Short problem A: In the prospectus excerpt, which bank serves as trustee under the base indenture?

Passage shown:
Following effectiveness of the registration statement relating to the exchange offer, we will file annual, quarterly and current reports and other
information with the SEC. The base indenture, dated as of March 24, 2015, between the Operating Partnership and U.S. Bank National Association, as
trustee, as supplemented by the first supplemental indenture, dated as of March 24, 2015 (the base indenture as supplemented, the "indenture"), pursuant
to which the notes are issued requires us to make available to the holders of the notes annual reports containing our financial statements audited by our
independent auditors as well as other information, documents and other information we file with the SEC under Sections 13(a) or 15(d) of the Securities
Exchange Act of 1934, as amended (the "Exchange Act").
You may read and copy any reports or other information that we file with the SEC. Such filings are available to the public over the Internet at the
SEC's website at www.sec.gov. The SEC's website is included in this prospectus as an inactive textual reference only. You may also read and copy any
document that we file with the SEC at its public reference room at 100 F Street, N.E., Washington D.C. 20549. You may obtain information on the
operation of the public reference room by calling the SEC at 1-800-SEC-0330. You may also obtain a copy of the registration statement relating to this
exchange offer and other information that we file with the SEC at no cost by calling us or writing to us at the following address:
Washington Prime Group, L.P.

Information given:
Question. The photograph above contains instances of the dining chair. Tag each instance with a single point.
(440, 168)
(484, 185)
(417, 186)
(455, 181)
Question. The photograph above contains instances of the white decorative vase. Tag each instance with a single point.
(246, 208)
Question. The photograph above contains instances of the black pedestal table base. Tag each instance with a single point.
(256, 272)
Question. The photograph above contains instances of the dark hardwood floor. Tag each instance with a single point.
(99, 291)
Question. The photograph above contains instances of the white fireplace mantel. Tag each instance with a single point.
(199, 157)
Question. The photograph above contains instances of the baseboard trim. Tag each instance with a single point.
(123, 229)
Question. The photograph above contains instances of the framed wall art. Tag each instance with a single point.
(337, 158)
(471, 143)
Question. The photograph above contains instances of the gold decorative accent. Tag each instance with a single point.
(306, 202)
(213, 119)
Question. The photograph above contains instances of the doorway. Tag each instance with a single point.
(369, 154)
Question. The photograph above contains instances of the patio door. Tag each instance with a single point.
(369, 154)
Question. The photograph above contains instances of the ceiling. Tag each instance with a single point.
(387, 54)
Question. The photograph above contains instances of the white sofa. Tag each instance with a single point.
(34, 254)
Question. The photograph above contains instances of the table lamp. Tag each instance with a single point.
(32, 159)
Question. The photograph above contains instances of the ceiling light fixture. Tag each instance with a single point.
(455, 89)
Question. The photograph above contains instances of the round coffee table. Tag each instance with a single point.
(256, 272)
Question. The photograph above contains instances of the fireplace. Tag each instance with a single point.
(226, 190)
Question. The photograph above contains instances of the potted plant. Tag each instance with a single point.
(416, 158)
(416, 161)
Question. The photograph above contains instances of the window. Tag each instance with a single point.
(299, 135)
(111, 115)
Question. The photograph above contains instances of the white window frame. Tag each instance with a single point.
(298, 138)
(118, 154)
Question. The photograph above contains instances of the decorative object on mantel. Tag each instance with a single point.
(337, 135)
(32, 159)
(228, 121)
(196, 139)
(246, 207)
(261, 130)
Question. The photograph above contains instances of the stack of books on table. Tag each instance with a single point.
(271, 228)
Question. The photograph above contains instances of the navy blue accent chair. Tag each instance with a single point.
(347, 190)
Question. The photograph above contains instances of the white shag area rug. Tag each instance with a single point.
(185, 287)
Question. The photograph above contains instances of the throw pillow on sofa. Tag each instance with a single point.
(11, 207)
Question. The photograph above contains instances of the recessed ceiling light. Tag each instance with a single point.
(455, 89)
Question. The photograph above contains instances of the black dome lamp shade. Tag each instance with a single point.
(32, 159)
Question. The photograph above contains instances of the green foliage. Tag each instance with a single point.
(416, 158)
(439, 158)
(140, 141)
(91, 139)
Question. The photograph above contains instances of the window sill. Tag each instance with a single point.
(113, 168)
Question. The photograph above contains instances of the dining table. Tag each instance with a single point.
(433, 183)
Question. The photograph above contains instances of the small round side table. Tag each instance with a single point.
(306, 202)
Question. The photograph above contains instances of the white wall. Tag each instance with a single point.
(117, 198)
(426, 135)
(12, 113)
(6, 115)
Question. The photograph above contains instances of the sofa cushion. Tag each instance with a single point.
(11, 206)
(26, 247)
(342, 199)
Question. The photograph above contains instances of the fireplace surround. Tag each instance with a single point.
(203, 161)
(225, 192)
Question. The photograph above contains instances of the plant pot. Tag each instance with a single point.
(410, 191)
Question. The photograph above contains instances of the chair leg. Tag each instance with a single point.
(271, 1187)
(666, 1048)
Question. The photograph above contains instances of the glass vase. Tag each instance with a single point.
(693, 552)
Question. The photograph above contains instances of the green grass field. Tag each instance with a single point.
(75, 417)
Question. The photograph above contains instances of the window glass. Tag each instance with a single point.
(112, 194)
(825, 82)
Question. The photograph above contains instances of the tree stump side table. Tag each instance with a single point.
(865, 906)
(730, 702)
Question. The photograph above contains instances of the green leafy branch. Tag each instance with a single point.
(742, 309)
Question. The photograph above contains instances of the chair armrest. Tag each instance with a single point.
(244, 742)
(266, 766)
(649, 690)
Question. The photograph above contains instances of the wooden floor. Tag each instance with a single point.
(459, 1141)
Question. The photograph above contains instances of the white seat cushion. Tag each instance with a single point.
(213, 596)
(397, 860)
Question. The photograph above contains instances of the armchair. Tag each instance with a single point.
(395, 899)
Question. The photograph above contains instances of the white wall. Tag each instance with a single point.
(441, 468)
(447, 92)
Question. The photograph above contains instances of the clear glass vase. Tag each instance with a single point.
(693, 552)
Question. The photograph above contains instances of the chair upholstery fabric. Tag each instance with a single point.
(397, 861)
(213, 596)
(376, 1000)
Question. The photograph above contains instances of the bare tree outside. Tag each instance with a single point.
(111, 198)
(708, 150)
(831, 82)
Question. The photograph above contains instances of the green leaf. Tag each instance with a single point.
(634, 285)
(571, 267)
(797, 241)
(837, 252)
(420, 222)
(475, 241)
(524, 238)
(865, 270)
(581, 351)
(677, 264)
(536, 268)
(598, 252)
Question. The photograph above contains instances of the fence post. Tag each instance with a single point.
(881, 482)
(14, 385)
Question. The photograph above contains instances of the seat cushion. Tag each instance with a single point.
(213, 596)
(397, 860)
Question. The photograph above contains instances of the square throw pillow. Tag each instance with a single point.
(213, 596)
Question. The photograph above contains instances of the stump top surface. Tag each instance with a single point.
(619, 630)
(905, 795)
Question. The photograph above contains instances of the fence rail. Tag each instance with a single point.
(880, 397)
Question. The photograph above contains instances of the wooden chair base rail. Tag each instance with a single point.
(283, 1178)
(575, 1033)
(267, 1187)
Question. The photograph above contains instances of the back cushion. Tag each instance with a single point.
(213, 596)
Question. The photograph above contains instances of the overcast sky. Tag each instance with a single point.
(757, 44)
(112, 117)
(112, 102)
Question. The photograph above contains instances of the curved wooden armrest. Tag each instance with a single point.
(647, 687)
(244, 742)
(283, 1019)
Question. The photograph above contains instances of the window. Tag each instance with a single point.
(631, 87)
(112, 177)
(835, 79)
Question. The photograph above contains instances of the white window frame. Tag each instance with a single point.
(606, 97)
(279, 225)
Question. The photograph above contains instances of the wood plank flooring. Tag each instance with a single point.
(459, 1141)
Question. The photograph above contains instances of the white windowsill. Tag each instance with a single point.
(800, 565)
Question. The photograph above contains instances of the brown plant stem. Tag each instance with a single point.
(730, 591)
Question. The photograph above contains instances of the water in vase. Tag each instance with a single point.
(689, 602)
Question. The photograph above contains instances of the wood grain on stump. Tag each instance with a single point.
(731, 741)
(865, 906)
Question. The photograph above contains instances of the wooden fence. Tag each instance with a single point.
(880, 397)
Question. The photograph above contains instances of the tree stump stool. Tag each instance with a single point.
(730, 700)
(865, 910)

Short problem B: Reproduce the entries verbatim, beginning at the line that contains "Question. The photograph above contains instances of the curved" and continuing through the final line of the entries, with both ends included.

Reply A: U.S. Bank National Association

Reply B:
Question. The photograph above contains instances of the curved wooden armrest. Tag each instance with a single point.
(647, 687)
(244, 742)
(283, 1019)
Question. The photograph above contains instances of the window. Tag each instance with a single point.
(631, 87)
(112, 177)
(835, 79)
Question. The photograph above contains instances of the white window frame. Tag each instance with a single point.
(606, 97)
(279, 225)
Question. The photograph above contains instances of the wood plank flooring. Tag each instance with a single point.
(459, 1141)
Question. The photograph above contains instances of the white windowsill. Tag each instance with a single point.
(800, 565)
Question. The photograph above contains instances of the brown plant stem. Tag each instance with a single point.
(730, 591)
Question. The photograph above contains instances of the water in vase. Tag each instance with a single point.
(689, 602)
Question. The photograph above contains instances of the wood grain on stump. Tag each instance with a single point.
(731, 741)
(865, 906)
Question. The photograph above contains instances of the wooden fence. Tag each instance with a single point.
(880, 397)
Question. The photograph above contains instances of the tree stump stool. Tag each instance with a single point.
(730, 700)
(865, 910)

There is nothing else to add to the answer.